ACTIONS TO TAKE –
1) In the 2017 Scottish Women's Cup article, rewrite the paragraph that begins "The 2017 SWF Scottish Cup" more briefly, keeping its main facts.
2) Carry on the 2017 Scottish Women's Cup article from the point where it stops.

EXCERPTED PASSAGE –

2017 Scottish Women's Cup

Tournament details
- Country: Scotland

Final positions
- Champions: Hibernian
- Runners-up: Glasgow City

= 2017 Scottish Women's Cup =

The 2017 SWF Scottish Cup, known as the 2017 SSE Scottish Women's Cup for sponsorship reasons, was the 46th official edition (48th overall) of the main national cup competition in Scottish women's football. All teams in the Scottish Women's Football League and SWPL 1 & 2 were eligible to enter.

==Quarter-finals==
Teams in bold advanced to the semi-finals.

| Home team | Score | Away team |
10 September 2017
| Hamilton Academical (1) | 0–3 | Rangers (1) |
| Jeanfield Swifts (1) | 0–6 | Glasgow City (1) |
| Hibernian (1) | 9–0 | Glasgow Girls (2) |
| Cumbernauld Colts (3) | 1–2 | Forfar Farmington (2) |

Sources:

==Semi-finals==
Teams in bold advanced to the final.

Stored entries –
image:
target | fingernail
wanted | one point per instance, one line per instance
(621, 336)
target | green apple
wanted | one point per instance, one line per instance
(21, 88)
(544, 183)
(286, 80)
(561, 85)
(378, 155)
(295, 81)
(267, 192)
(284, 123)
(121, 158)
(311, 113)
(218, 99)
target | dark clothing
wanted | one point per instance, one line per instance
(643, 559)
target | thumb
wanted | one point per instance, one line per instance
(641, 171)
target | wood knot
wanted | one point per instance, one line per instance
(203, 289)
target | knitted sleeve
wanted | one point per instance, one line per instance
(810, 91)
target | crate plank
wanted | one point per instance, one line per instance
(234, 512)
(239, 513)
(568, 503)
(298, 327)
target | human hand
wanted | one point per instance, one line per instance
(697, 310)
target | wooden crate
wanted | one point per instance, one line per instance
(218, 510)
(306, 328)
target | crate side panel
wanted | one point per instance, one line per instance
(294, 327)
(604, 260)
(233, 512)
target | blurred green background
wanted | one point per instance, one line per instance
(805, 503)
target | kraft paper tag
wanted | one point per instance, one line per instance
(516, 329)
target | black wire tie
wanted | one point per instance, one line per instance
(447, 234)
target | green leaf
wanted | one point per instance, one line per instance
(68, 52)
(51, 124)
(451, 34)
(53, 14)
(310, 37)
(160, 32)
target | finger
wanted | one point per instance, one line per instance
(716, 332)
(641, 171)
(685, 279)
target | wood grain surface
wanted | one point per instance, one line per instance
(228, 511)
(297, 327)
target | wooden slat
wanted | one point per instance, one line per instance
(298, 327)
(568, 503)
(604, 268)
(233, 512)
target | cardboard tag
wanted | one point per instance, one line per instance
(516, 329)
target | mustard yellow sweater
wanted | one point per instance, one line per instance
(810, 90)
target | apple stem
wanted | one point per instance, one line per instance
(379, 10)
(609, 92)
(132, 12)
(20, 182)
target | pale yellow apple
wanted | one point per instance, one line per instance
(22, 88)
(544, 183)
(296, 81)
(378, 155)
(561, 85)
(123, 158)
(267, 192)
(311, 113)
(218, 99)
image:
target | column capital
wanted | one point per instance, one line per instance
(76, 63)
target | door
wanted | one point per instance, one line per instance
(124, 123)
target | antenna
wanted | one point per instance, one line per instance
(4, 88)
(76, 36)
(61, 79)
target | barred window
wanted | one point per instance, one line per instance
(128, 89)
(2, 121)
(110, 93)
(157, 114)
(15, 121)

TASK RESPONSES –
1) The 2017 SWF Scottish Cup, called the 2017 SSE Scottish Women's Cup for sponsorship, was the 46th official (48th overall) edition of Scotland's main women's football cup. Any team in the Scottish Women's Football League or SWPL 1 and 2 could enter.

2)
8 October 2017
Glasgow City 5-0 Forfar Farmington
  Glasgow City: Murray 4', Keenan 34', Grant, Paton 84' (pen.), Foley 88'
8 October 2017
Rangers 0-4 Hibernian
  Hibernian: Turner 25', McLauchlan 29', Robertson 31', Harrison 67'

Sources:

==Final==
The final was played on Sunday, 26 November 2017 at the Tony Macaroni Arena, Livingston, West Lothian.

Hibernian won the final 3–0 against Glasgow City. It was their second Scottish Cup win in a row, defeating the same opposition. During the match, Hibs player Siobhan Hunter struck a 40-yard free kick into the top right corner of the Glasgow City goal for the second of the match; it won the Women's Soccer United goal of the month trophy.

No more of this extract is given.